• Stated exercise
Copy every one of these records word for word.

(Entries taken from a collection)
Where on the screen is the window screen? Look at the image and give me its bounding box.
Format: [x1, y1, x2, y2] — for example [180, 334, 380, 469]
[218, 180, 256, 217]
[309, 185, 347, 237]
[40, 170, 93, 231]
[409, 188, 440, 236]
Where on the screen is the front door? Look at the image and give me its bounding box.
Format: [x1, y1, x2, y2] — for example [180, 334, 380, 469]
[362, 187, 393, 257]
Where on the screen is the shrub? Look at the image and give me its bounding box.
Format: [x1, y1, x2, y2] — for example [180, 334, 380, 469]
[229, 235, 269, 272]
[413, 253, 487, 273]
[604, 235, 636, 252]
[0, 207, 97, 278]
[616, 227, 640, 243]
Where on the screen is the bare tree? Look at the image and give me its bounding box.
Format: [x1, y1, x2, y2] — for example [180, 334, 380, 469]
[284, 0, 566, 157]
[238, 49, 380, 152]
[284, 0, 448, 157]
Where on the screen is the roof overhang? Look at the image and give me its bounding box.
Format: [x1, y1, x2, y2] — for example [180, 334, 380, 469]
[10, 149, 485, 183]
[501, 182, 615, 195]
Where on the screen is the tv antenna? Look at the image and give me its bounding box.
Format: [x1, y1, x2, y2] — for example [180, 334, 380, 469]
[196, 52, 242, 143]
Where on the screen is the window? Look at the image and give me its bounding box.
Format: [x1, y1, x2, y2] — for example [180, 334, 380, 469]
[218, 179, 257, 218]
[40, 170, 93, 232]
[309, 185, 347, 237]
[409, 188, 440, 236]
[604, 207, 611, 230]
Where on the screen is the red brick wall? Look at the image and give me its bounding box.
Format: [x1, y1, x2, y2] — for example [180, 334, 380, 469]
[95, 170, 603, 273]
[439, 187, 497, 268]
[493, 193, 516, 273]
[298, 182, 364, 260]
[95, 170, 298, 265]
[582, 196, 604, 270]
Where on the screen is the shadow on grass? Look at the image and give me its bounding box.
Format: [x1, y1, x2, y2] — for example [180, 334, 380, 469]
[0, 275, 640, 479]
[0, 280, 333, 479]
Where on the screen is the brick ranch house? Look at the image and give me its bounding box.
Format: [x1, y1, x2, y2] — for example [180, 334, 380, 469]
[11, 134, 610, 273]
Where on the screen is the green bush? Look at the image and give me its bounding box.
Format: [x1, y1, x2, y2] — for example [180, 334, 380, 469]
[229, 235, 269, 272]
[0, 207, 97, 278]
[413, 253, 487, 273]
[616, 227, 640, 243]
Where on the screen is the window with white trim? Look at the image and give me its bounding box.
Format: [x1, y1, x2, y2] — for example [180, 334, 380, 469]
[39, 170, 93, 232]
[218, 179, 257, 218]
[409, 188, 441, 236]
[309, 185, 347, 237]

• Response
Where on the screen is the window screen? Look at the image and give me its bounding box.
Format: [x1, y1, x2, y2] — for example [180, 334, 380, 469]
[218, 180, 256, 217]
[309, 185, 347, 237]
[40, 170, 93, 231]
[409, 188, 440, 236]
Where on the screen is the front door? Look at the image and give me its bounding box.
Format: [x1, y1, x2, y2] — for example [180, 334, 380, 469]
[362, 187, 393, 257]
Where on the screen is the shrub? Look at the image and give me its bounding box.
Format: [x1, y1, x2, y2] — for example [180, 334, 380, 469]
[229, 235, 269, 272]
[413, 253, 487, 273]
[604, 235, 636, 252]
[0, 207, 97, 278]
[616, 227, 640, 243]
Where on the screen is the bare tree? Look at the image and give me its bounding box.
Format: [x1, y1, x2, y2] — for example [180, 334, 380, 469]
[284, 0, 566, 157]
[238, 49, 380, 152]
[284, 0, 448, 157]
Where on the screen is the roof overhang? Look at the image and give me its bounding box.
Format: [x1, y1, x2, y2] — for example [180, 334, 380, 469]
[10, 149, 485, 183]
[501, 182, 615, 195]
Where on the screen is the tv antenna? Look at the image and give me its bounding box.
Format: [x1, y1, x2, y2] — for example [180, 334, 380, 469]
[196, 52, 242, 143]
Where on the screen is the window? Look at the image and give me its bounding box.
Format: [x1, y1, x2, y2] — for example [180, 334, 380, 469]
[218, 179, 257, 218]
[40, 170, 93, 232]
[309, 185, 347, 237]
[409, 188, 440, 236]
[604, 207, 611, 230]
Where on the screen is the red brick wall? Look at the image and give me its bounding box.
Format: [x1, y1, x2, y2] — for example [180, 334, 380, 469]
[95, 170, 603, 273]
[439, 187, 497, 268]
[493, 193, 516, 273]
[298, 182, 364, 260]
[95, 170, 298, 265]
[582, 196, 604, 270]
Where on the screen is the shadow on grass? Look at the image and give me its bounding box.
Format: [x1, y1, x2, y2] — for example [180, 334, 380, 469]
[0, 275, 640, 479]
[0, 280, 333, 479]
Where on the screen is the brick ranch house? Look at the image and give me its bounding box.
Format: [x1, y1, x2, y2] — for example [180, 334, 380, 469]
[11, 134, 610, 273]
Where on the screen is the green bush? Look at the image and give me its bounding box.
Format: [x1, y1, x2, y2] — for example [180, 334, 380, 469]
[229, 235, 269, 272]
[0, 207, 97, 278]
[413, 253, 487, 273]
[616, 227, 640, 243]
Where on the screen is the window with white trim? Look at the image and give me its bounding box.
Format: [x1, y1, x2, y2] — for example [180, 334, 380, 469]
[39, 170, 93, 232]
[218, 179, 257, 218]
[409, 188, 441, 236]
[309, 185, 347, 237]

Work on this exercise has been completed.